[PASSAGE SHOWN]
FEATURE ARTICLE
Pathogens, Host-Cell Invasion and Disease
Invading pathogens can co-opt even the cells of the immune system. New anti-infective drugs may arise from an understanding of this chemical warfare
Erich Gulbins, Florian Lang
Assisted Apoptosis
A few pathogens use a rather sophisticated approach to kill the infected cell: They trigger it to commit suicide. This process, called apoptosis, is not a sudden burst of the cell, but rather a controlled shutdown of the cell's biochemical machinery and disassembly of its constituents.
Apoptosis is not unique to infected cells, but is a normal process that can be triggered by a variety of stimuli, such as radiation or the stimulation of proteins on the cell's surface, such as the CD95 or the P2X7 receptors. Caspases, a family of enzymes that are specialized in cleaving proteins, play a key role in apoptosis. Once activated, caspases trigger further events in the cell that break down the DNA in the nucleus, switch off and disintegrate the mitochondria (the energy-producing cell organelles) and lead to a rearrangement of the surrounding plasma membrane. This chain of events finally causes the cell to shrink and decompose into smaller particles that are taken up and digested by macrophages in the vicinity.
Shigella triggers apoptosis of the infected macrophage in order to gain access to the underlying tissue, from which it can spread to other cells. Also, the ability to drive macrophages to cell death can protect a pathogen from being killed by those cells. Yersinia, for example, induces apoptosis as a way to escape from a macrophage before being digested. In fact, Yersinia bacteria that are unable to trigger apoptosis because of a defective YopJ protein are unable to kill macrophages and are thus less virulent than Yersinia with an intact YopJ protein.
[/PASSAGE SHOWN]
[GIVEN INFORMATION]
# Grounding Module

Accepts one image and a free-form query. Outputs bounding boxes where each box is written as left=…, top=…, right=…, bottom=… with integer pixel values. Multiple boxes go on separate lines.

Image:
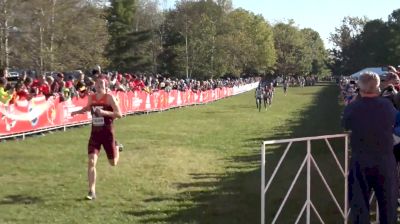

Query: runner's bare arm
left=71, top=97, right=92, bottom=116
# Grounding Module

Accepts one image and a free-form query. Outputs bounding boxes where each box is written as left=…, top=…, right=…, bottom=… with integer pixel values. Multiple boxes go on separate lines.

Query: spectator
left=342, top=72, right=398, bottom=223
left=0, top=77, right=13, bottom=104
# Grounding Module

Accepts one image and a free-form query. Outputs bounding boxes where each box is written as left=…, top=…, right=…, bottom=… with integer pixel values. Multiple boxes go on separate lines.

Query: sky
left=164, top=0, right=400, bottom=48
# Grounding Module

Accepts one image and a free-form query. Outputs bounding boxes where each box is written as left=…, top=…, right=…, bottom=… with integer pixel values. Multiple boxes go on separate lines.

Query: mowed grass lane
left=0, top=85, right=343, bottom=224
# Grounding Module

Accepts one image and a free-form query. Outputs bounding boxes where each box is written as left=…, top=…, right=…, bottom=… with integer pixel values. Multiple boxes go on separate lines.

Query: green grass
left=0, top=85, right=343, bottom=224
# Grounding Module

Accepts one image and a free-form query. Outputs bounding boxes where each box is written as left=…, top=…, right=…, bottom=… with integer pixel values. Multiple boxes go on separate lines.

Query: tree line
left=328, top=9, right=400, bottom=75
left=0, top=0, right=330, bottom=79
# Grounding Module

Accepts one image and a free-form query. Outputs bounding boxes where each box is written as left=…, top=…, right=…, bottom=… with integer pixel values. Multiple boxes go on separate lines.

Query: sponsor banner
left=0, top=83, right=258, bottom=137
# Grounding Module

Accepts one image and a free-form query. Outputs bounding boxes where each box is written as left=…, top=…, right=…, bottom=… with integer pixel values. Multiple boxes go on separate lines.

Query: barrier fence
left=261, top=134, right=349, bottom=224
left=0, top=82, right=258, bottom=139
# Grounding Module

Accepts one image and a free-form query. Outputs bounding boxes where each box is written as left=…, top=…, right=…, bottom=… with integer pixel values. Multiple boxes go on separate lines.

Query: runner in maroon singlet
left=71, top=78, right=122, bottom=200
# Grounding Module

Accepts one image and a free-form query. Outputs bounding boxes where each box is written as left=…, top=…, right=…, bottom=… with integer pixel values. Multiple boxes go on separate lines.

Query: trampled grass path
left=0, top=84, right=343, bottom=224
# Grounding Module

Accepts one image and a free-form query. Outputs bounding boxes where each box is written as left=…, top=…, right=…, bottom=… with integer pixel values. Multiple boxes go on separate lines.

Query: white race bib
left=92, top=117, right=104, bottom=126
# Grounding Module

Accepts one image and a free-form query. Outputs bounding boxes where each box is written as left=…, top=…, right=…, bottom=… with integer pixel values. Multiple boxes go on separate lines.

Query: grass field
left=0, top=84, right=343, bottom=224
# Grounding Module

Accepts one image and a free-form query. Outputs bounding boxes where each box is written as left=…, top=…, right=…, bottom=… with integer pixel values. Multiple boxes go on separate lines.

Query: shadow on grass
left=0, top=195, right=43, bottom=205
left=125, top=84, right=343, bottom=224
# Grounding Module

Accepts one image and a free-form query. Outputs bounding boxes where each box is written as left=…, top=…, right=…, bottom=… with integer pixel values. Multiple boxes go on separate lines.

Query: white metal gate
left=261, top=134, right=349, bottom=224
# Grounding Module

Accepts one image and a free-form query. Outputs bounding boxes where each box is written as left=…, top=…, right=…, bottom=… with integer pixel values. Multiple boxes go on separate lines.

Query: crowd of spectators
left=0, top=66, right=257, bottom=103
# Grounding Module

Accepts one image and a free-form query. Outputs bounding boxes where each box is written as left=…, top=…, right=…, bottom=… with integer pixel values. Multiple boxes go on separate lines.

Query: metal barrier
left=261, top=134, right=349, bottom=224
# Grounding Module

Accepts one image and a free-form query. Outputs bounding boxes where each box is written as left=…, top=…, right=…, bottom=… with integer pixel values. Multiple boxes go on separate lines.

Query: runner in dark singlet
left=71, top=78, right=122, bottom=200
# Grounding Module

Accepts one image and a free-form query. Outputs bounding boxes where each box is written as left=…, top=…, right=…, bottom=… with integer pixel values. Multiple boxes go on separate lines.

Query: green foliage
[/GIVEN INFORMATION]
Answer these questions from the feature article:
1. Which family of enzymes plays a key role in apoptosis?
2. Why does Shigella trigger apoptosis of the infected macrophage?
3. A defect in which protein leaves Yersinia unable to trigger apoptosis?
The listing is separate material, unrelated to the feature article.

1. Caspases, a family of enzymes specialized in cleaving proteins.
2. To gain access to the underlying tissue, from which it can spread to other cells.
3. The YopJ protein.